(Task material):
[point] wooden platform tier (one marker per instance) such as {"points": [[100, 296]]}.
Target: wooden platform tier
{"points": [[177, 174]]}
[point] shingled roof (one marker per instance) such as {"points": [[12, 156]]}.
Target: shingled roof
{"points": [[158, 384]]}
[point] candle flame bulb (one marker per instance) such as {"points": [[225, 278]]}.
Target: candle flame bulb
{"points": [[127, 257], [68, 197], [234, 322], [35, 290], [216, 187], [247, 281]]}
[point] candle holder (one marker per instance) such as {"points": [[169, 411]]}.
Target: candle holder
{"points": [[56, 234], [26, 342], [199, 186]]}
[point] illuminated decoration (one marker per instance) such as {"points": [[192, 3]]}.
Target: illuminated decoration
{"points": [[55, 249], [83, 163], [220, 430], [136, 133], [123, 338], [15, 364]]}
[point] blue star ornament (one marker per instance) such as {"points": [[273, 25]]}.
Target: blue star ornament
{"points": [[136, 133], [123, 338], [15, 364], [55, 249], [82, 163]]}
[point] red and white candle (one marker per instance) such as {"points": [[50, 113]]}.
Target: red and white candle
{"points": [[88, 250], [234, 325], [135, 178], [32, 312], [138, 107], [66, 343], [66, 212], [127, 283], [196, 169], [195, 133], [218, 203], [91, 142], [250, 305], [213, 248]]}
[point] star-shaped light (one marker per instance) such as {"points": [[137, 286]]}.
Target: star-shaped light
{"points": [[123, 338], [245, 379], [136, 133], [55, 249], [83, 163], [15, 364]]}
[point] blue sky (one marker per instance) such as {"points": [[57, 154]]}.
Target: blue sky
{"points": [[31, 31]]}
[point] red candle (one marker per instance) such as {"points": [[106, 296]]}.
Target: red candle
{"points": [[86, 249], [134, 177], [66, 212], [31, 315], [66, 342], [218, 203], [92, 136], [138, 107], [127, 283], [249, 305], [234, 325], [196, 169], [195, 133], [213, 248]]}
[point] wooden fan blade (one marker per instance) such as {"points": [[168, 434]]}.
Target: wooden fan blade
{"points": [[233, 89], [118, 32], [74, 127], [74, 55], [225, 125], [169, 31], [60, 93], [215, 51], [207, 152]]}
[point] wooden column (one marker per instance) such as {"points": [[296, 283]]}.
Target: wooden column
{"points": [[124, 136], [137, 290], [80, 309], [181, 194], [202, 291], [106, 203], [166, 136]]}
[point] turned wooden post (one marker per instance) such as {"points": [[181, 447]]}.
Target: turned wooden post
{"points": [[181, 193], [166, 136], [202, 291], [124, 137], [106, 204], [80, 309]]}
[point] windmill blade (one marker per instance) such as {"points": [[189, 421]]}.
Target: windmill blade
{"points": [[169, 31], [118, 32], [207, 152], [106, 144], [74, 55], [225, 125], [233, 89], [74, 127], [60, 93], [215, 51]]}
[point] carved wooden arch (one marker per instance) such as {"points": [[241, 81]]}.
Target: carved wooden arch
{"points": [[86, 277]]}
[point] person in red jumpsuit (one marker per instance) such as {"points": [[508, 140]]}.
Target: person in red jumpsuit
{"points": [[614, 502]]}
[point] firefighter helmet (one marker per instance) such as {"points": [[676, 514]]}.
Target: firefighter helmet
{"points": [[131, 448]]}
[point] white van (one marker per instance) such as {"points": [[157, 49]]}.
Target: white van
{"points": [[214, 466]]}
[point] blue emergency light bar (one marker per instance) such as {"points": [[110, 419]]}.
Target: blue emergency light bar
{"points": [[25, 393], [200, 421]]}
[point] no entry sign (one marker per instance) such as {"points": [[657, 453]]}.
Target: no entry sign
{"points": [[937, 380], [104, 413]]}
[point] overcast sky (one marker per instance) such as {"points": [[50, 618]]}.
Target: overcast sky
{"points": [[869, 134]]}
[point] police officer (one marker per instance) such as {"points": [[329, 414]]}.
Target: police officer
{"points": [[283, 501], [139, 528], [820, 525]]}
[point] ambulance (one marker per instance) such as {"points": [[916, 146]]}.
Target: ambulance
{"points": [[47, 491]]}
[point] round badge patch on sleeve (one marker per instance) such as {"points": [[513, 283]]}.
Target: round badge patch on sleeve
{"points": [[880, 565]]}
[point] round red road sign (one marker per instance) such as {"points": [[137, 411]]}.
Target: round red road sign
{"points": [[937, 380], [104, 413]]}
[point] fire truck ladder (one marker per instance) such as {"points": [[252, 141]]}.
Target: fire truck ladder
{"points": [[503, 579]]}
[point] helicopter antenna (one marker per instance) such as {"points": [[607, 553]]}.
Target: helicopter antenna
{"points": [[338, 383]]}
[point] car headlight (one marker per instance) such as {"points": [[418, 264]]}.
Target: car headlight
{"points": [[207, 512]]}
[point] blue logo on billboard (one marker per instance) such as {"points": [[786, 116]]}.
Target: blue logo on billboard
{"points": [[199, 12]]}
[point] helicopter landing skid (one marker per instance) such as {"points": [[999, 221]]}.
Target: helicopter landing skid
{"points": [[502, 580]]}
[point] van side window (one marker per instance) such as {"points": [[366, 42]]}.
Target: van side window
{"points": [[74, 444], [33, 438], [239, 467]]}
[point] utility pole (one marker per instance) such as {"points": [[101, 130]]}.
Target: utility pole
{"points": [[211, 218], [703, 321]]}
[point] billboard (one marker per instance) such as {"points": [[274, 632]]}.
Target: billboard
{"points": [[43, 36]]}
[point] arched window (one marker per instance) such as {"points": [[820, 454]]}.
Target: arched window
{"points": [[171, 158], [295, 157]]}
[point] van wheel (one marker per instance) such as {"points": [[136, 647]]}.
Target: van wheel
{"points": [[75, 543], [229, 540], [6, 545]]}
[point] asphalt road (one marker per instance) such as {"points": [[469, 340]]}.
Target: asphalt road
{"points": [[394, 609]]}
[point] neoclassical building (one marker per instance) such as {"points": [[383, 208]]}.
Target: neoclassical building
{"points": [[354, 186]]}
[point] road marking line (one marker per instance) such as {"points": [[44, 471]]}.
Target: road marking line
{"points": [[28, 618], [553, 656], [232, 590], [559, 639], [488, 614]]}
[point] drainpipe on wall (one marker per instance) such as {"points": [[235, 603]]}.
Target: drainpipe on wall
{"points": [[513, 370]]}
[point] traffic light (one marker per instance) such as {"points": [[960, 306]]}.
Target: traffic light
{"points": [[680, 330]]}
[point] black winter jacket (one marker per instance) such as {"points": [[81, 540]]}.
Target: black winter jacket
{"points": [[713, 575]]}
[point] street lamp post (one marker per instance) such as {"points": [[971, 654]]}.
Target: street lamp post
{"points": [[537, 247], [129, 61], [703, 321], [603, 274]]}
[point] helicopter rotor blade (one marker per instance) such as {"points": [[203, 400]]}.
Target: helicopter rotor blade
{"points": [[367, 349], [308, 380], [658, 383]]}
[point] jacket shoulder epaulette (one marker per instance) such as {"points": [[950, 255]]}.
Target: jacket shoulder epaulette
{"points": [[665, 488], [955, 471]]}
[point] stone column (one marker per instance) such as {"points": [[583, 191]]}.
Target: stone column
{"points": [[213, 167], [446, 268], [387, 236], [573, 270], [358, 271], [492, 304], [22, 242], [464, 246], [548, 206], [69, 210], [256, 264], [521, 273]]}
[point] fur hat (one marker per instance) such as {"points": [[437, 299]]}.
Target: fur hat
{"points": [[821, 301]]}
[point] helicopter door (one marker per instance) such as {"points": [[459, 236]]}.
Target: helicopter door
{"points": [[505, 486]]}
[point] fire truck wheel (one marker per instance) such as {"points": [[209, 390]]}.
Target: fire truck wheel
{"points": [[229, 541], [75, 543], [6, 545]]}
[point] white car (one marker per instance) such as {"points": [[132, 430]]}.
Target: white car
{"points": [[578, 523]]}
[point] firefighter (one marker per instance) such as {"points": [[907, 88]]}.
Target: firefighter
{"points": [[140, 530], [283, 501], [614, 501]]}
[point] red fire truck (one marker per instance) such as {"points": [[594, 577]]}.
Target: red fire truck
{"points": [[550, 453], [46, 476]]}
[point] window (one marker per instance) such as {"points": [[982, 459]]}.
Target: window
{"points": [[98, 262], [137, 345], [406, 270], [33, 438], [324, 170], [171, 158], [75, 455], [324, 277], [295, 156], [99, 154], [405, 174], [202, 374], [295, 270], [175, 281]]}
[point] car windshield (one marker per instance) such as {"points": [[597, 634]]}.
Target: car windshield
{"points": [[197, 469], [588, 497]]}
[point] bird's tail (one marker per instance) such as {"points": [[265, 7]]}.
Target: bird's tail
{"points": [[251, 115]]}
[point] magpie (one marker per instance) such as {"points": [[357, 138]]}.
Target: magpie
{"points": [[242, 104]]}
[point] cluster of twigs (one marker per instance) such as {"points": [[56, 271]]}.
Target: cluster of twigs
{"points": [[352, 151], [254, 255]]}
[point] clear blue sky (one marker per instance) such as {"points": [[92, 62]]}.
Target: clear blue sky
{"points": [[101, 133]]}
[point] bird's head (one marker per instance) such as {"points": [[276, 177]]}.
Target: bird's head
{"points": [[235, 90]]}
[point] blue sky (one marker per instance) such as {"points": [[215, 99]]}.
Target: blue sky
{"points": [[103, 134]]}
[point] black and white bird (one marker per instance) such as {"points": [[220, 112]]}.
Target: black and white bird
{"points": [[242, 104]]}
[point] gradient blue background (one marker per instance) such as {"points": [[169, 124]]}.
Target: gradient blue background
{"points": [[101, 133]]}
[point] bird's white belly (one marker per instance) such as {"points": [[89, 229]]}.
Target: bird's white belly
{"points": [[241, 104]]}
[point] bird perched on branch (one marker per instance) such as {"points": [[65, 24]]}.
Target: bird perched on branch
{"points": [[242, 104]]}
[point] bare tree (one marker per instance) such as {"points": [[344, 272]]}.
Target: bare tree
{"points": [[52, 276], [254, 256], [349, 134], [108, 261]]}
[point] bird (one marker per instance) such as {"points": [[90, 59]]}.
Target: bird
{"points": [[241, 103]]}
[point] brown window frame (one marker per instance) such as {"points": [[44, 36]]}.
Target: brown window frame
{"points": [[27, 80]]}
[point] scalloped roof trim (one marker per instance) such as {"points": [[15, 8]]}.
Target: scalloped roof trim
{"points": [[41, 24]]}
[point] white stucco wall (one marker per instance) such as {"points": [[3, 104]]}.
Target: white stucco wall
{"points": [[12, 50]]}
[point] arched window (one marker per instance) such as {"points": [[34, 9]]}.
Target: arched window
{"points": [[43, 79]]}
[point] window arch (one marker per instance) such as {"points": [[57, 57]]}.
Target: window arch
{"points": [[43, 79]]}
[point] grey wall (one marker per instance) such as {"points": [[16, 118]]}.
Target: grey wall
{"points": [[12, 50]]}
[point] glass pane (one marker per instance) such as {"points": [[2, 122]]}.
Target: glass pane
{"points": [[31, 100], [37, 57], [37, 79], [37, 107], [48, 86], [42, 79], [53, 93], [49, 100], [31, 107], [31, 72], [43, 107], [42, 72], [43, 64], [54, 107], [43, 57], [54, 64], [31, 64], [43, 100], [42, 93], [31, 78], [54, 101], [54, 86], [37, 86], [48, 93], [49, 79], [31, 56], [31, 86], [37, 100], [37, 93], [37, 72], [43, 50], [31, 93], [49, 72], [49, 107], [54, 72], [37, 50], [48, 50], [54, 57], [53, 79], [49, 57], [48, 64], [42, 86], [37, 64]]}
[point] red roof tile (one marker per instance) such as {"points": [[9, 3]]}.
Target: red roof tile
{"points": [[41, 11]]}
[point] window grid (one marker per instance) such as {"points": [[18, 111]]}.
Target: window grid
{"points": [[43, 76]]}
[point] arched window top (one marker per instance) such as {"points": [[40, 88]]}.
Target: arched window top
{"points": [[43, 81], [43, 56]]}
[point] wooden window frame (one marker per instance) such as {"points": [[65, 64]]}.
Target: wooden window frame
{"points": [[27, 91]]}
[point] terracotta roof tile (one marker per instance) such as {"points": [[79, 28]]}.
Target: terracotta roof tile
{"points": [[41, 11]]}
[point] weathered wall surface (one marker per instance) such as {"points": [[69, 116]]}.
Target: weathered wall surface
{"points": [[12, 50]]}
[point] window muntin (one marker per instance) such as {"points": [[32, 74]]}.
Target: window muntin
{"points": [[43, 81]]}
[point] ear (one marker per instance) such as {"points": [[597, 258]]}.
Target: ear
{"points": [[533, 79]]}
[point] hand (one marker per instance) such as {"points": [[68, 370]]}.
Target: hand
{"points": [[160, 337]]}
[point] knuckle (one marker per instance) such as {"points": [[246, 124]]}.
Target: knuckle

(Task brief): Nothing but the lines from the line with "[point] wooden window" to the last line of the listing above should appear; please retype them exactly, both ends included.

(Task output):
[point] wooden window frame (one marker per instance) such as {"points": [[65, 64]]}.
Target: wooden window frame
{"points": [[27, 91]]}
[point] terracotta roof tile (one marker per instance) such as {"points": [[79, 28]]}.
Target: terracotta roof tile
{"points": [[41, 11]]}
[point] weathered wall surface (one marker per instance) such as {"points": [[69, 116]]}.
Target: weathered wall surface
{"points": [[12, 50]]}
[point] window muntin (one marker per instance) such as {"points": [[32, 74]]}.
Target: window muntin
{"points": [[43, 81]]}
[point] ear (one marker per instance) such as {"points": [[597, 258]]}.
Target: ear
{"points": [[533, 79]]}
[point] hand (one marker per instance) such as {"points": [[68, 370]]}.
Target: hand
{"points": [[160, 337]]}
[point] knuckle (one marker per instance) such as {"points": [[246, 124]]}.
Target: knuckle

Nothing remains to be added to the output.